■ YOUR INSTRUCTIONS
Please copy every line below that contains the string "background".

◇ ◇ ◇

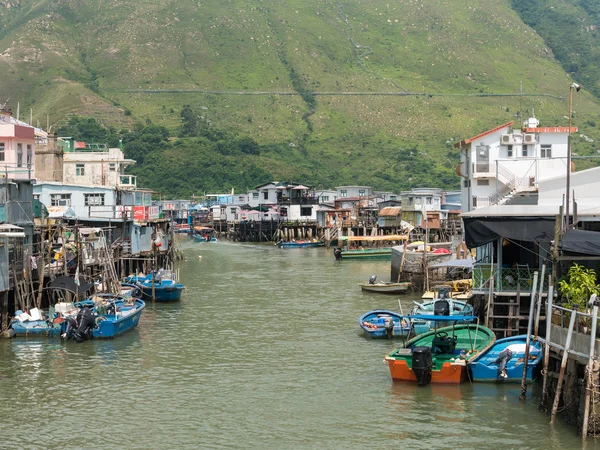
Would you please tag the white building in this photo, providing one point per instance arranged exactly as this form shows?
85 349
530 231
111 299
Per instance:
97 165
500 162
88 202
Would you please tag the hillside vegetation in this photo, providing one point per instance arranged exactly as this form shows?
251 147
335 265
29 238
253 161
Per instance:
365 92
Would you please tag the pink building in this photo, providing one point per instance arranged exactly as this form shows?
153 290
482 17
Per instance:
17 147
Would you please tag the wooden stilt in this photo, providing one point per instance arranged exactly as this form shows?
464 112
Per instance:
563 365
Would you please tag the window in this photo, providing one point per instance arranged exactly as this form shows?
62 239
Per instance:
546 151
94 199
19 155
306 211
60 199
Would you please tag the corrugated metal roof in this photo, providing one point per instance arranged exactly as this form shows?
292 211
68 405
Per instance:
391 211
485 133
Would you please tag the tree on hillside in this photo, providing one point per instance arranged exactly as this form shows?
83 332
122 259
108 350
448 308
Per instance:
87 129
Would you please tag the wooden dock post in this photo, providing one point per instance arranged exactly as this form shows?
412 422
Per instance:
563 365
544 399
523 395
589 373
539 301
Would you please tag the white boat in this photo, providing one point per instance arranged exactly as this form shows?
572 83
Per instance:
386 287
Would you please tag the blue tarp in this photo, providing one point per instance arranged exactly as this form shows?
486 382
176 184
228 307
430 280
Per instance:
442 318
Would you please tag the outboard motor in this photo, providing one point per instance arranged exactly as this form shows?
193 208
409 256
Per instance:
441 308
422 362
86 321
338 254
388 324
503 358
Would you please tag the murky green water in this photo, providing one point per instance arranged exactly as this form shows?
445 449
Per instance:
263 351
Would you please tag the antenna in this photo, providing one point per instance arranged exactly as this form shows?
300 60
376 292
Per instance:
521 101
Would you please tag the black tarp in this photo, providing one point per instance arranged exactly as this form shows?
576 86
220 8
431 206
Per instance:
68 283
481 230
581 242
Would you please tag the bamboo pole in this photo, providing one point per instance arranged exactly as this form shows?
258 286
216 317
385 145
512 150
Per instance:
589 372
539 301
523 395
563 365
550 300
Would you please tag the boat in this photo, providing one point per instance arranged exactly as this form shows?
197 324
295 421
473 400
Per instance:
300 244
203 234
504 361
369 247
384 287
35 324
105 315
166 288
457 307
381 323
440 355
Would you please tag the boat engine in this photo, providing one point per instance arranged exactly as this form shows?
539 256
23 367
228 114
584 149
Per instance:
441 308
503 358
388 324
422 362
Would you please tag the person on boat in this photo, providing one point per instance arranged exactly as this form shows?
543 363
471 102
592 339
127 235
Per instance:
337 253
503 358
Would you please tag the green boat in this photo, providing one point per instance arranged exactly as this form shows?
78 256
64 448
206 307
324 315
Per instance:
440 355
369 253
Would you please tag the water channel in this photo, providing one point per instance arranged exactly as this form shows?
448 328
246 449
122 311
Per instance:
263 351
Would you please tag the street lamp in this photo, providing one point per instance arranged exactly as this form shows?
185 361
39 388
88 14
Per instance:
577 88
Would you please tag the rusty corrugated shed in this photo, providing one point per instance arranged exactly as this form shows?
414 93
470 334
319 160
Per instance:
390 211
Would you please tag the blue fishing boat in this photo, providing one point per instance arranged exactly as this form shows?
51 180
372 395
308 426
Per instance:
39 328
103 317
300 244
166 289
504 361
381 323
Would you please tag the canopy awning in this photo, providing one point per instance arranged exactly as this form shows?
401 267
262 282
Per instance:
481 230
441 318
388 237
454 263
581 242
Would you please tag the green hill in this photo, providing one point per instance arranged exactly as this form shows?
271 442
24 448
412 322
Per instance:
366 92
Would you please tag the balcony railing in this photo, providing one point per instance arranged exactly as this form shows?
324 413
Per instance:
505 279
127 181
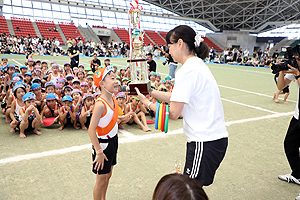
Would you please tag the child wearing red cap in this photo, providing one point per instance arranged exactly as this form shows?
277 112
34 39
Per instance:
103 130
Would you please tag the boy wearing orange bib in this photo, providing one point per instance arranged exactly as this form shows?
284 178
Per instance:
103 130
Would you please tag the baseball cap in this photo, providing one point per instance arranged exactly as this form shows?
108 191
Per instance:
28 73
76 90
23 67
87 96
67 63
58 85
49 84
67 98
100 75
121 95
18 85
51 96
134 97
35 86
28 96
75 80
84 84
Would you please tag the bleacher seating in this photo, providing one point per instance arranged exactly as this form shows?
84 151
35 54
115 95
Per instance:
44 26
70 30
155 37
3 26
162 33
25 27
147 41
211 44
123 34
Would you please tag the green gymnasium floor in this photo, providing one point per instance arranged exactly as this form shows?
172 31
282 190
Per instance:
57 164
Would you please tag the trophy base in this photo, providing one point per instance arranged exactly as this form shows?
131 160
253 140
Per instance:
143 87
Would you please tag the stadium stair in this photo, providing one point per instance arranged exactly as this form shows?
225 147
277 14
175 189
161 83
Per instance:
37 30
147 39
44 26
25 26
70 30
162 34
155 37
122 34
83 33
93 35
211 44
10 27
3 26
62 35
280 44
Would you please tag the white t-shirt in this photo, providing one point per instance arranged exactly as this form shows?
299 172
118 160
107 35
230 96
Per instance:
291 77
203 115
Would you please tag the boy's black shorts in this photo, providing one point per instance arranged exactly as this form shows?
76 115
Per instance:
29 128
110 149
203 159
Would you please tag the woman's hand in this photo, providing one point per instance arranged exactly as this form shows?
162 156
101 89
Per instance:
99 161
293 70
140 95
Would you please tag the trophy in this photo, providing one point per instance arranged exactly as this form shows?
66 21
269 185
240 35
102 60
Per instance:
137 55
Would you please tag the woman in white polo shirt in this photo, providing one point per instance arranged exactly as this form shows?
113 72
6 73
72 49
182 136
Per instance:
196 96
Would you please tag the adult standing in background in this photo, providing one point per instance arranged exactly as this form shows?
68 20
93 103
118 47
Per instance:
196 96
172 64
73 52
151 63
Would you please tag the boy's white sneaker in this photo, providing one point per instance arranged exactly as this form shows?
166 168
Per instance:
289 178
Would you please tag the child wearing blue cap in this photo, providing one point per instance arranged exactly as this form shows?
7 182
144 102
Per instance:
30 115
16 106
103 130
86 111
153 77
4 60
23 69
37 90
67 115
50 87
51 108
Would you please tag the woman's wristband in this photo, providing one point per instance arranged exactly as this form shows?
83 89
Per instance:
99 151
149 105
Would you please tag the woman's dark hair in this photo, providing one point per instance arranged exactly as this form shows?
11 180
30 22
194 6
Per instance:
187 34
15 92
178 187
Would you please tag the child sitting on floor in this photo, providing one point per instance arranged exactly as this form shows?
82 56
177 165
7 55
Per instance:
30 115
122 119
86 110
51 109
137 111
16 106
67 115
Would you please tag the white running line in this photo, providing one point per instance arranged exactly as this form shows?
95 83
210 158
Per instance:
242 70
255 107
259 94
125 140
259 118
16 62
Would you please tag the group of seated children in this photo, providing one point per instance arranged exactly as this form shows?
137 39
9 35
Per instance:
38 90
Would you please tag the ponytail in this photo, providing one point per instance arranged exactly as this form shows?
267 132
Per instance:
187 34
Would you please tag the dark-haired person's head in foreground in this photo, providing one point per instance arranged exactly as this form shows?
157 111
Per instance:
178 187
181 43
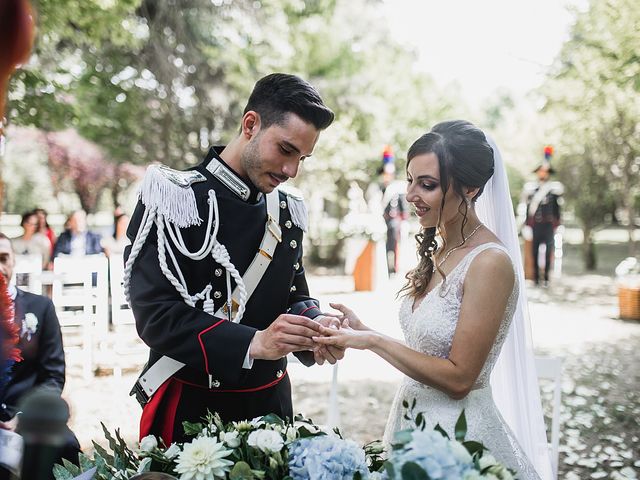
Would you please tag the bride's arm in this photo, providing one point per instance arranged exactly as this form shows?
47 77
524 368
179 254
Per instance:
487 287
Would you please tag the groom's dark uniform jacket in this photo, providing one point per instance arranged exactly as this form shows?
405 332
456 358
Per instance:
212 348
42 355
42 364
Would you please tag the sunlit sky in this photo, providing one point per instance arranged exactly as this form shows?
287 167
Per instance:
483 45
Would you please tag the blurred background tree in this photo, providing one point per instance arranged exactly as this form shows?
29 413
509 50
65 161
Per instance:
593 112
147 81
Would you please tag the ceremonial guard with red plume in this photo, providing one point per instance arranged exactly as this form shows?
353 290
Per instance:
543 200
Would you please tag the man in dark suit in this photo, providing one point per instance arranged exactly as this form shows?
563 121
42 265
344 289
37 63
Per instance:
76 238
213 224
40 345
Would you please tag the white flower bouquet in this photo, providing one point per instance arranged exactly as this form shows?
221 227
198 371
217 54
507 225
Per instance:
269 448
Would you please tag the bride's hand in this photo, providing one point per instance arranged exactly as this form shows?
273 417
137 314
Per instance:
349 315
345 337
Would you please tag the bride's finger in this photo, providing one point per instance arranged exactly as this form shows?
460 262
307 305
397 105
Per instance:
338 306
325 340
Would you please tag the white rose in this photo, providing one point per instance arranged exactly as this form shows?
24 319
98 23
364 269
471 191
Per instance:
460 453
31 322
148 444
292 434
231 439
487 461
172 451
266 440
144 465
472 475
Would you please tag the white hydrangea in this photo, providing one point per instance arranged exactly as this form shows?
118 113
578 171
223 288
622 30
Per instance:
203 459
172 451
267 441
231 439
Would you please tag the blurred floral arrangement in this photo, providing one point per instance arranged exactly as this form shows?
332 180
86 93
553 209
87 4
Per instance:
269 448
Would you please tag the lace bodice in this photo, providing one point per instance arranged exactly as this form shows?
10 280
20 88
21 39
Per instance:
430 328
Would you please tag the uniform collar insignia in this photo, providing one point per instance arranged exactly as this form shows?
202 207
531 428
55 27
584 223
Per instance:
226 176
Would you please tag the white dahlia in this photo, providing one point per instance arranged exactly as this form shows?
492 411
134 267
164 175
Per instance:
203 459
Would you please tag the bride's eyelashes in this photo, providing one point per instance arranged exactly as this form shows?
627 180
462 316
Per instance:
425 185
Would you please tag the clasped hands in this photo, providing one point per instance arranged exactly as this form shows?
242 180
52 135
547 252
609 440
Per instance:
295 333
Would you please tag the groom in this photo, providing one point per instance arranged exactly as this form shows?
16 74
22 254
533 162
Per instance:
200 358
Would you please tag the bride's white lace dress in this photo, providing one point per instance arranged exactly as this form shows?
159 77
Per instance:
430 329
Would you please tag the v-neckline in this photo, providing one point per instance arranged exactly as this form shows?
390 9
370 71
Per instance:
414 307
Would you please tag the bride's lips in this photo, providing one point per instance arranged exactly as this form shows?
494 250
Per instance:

◇ ◇ ◇

■ WRITTEN ANSWER
Would you please tag the adult standing in background in this photo, providing one point per instance arranged exactly as this form shows?
Would you please tag the blurred background tree in this photo, providing one point per instance arranged exactly as this form shows?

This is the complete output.